WRITTEN PROBLEM | Arrange the lines below as a Markdown table with the columns Number and Line. Give each nonblank line its own row with its number, and leave out blank lines.

LISTING |

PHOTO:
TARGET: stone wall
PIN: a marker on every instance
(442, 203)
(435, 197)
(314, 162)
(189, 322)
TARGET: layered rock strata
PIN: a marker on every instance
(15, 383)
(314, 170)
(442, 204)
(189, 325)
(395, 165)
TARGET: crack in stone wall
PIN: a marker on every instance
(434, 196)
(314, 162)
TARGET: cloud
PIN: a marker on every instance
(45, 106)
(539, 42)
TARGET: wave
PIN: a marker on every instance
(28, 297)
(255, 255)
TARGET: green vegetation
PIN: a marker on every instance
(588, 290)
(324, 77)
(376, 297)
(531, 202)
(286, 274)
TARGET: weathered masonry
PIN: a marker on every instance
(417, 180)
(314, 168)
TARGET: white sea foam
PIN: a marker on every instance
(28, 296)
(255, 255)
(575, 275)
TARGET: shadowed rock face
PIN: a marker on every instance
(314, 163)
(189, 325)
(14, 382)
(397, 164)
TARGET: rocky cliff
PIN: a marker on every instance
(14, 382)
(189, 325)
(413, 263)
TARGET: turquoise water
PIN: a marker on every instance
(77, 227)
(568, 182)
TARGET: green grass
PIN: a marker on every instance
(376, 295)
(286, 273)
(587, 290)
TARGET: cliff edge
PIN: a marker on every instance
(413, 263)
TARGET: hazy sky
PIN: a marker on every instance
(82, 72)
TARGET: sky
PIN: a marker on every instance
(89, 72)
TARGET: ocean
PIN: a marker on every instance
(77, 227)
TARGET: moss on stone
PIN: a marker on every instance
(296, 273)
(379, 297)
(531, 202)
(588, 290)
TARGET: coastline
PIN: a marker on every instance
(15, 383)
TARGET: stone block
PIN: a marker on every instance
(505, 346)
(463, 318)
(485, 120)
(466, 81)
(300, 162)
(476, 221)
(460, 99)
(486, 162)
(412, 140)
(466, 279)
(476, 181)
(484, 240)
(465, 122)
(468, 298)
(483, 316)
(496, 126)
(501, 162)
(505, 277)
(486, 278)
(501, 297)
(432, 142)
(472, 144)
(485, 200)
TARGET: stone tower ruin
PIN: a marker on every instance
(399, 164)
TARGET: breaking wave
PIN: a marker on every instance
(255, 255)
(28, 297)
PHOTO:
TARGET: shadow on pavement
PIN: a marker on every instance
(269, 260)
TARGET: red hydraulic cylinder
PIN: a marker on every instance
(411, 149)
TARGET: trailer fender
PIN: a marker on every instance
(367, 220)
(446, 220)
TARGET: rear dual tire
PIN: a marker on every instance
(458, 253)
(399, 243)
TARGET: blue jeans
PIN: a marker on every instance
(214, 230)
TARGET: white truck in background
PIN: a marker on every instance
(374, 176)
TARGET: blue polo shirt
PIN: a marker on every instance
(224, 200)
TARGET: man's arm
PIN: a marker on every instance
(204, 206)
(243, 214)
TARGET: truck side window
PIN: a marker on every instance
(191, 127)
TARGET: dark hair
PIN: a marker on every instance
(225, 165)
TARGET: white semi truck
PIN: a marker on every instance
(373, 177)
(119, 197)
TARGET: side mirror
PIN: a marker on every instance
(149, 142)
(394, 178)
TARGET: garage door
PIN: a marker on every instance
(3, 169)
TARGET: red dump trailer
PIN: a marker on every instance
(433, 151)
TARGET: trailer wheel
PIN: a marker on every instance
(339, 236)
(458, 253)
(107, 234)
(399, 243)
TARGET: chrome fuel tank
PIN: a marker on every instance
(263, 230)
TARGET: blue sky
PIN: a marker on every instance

RESULT |
| Number | Line |
|---|---|
| 1 | PHOTO: |
| 2 | TARGET: stone wall |
| 3 | PIN: a marker on every instance |
| 4 | (442, 203) |
| 5 | (435, 197) |
| 6 | (314, 162) |
| 7 | (189, 322) |
| 8 | TARGET: layered rock strata |
| 9 | PIN: a marker on every instance |
| 10 | (15, 383) |
| 11 | (314, 170) |
| 12 | (442, 204) |
| 13 | (189, 325) |
| 14 | (395, 165) |
| 15 | TARGET: crack in stone wall |
| 16 | PIN: a marker on every instance |
| 17 | (434, 196) |
| 18 | (314, 162) |
| 19 | TARGET: cloud |
| 20 | PIN: a marker on every instance |
| 21 | (45, 106) |
| 22 | (539, 42) |
| 23 | TARGET: wave |
| 24 | PIN: a marker on every instance |
| 25 | (28, 297) |
| 26 | (255, 255) |
| 27 | TARGET: green vegetation |
| 28 | PIN: a marker on every instance |
| 29 | (588, 290) |
| 30 | (324, 77) |
| 31 | (376, 297) |
| 32 | (531, 202) |
| 33 | (286, 274) |
| 34 | TARGET: weathered masonry |
| 35 | PIN: a marker on every instance |
| 36 | (417, 180) |
| 37 | (314, 168) |
| 38 | TARGET: white sea foam |
| 39 | PIN: a marker on every instance |
| 40 | (28, 296) |
| 41 | (255, 255) |
| 42 | (575, 275) |
| 43 | TARGET: shadowed rock face |
| 44 | PIN: a marker on every instance |
| 45 | (314, 163) |
| 46 | (189, 325) |
| 47 | (14, 382) |
| 48 | (397, 164) |
| 49 | TARGET: rocky cliff |
| 50 | PIN: a marker on every instance |
| 51 | (14, 382) |
| 52 | (189, 325) |
| 53 | (413, 263) |
| 54 | TARGET: turquoise water |
| 55 | PIN: a marker on every instance |
| 56 | (77, 227) |
| 57 | (568, 182) |
| 58 | TARGET: green grass |
| 59 | PIN: a marker on every instance |
| 60 | (376, 295) |
| 61 | (286, 273) |
| 62 | (587, 290) |
| 63 | TARGET: cliff edge |
| 64 | PIN: a marker on every instance |
| 65 | (413, 263) |
| 66 | TARGET: hazy sky |
| 67 | PIN: a marker on every instance |
| 68 | (82, 72) |
| 69 | TARGET: sky |
| 70 | PIN: a marker on every instance |
| 71 | (89, 72) |
| 72 | TARGET: ocean |
| 73 | PIN: a marker on every instance |
| 74 | (77, 227) |
| 75 | TARGET: moss on stone |
| 76 | PIN: a marker on every instance |
| 77 | (296, 273) |
| 78 | (379, 297) |
| 79 | (531, 202) |
| 80 | (588, 290) |
| 81 | TARGET: coastline |
| 82 | PIN: a marker on every instance |
| 83 | (15, 383) |
| 84 | TARGET: stone block |
| 85 | PIN: a marker on every instance |
| 86 | (505, 346) |
| 87 | (463, 318) |
| 88 | (485, 120) |
| 89 | (466, 81) |
| 90 | (300, 162) |
| 91 | (476, 221) |
| 92 | (460, 99) |
| 93 | (486, 162) |
| 94 | (412, 140) |
| 95 | (466, 279) |
| 96 | (476, 181) |
| 97 | (484, 240) |
| 98 | (465, 122) |
| 99 | (468, 298) |
| 100 | (483, 316) |
| 101 | (496, 126) |
| 102 | (501, 162) |
| 103 | (505, 277) |
| 104 | (486, 278) |
| 105 | (501, 297) |
| 106 | (432, 142) |
| 107 | (472, 144) |
| 108 | (485, 200) |
| 109 | TARGET: stone tower ruin |
| 110 | PIN: a marker on every instance |
| 111 | (399, 164) |
| 112 | TARGET: breaking wave |
| 113 | PIN: a marker on every instance |
| 114 | (255, 255) |
| 115 | (28, 297) |
| 116 | PHOTO: |
| 117 | TARGET: shadow on pavement |
| 118 | PIN: a marker on every instance |
| 119 | (269, 260) |
| 120 | TARGET: red hydraulic cylinder |
| 121 | PIN: a marker on every instance |
| 122 | (411, 149) |
| 123 | TARGET: trailer fender |
| 124 | PIN: a marker on every instance |
| 125 | (367, 220) |
| 126 | (446, 220) |
| 127 | TARGET: rear dual tire |
| 128 | PIN: a marker on every instance |
| 129 | (458, 253) |
| 130 | (399, 243) |
| 131 | TARGET: blue jeans |
| 132 | PIN: a marker on every instance |
| 133 | (214, 230) |
| 134 | TARGET: white truck in background |
| 135 | PIN: a marker on every instance |
| 136 | (374, 176) |
| 137 | TARGET: blue polo shirt |
| 138 | PIN: a marker on every instance |
| 139 | (224, 200) |
| 140 | TARGET: man's arm |
| 141 | PIN: a marker on every instance |
| 142 | (204, 206) |
| 143 | (243, 214) |
| 144 | TARGET: truck side window |
| 145 | PIN: a marker on every instance |
| 146 | (191, 127) |
| 147 | TARGET: dark hair |
| 148 | PIN: a marker on every instance |
| 149 | (225, 165) |
| 150 | TARGET: white semi truck |
| 151 | PIN: a marker on every instance |
| 152 | (373, 177) |
| 153 | (119, 197) |
| 154 | TARGET: side mirror |
| 155 | PIN: a marker on every instance |
| 156 | (149, 142) |
| 157 | (394, 178) |
| 158 | TARGET: garage door |
| 159 | PIN: a marker on every instance |
| 160 | (3, 169) |
| 161 | TARGET: red dump trailer |
| 162 | PIN: a marker on every instance |
| 163 | (433, 151) |
| 164 | TARGET: trailer wheel |
| 165 | PIN: a marker on every instance |
| 166 | (339, 236) |
| 167 | (458, 253) |
| 168 | (107, 234) |
| 169 | (399, 243) |
| 170 | TARGET: chrome fuel tank |
| 171 | PIN: a marker on every instance |
| 172 | (263, 230) |
| 173 | TARGET: blue sky |
| 174 | PIN: a marker on every instance |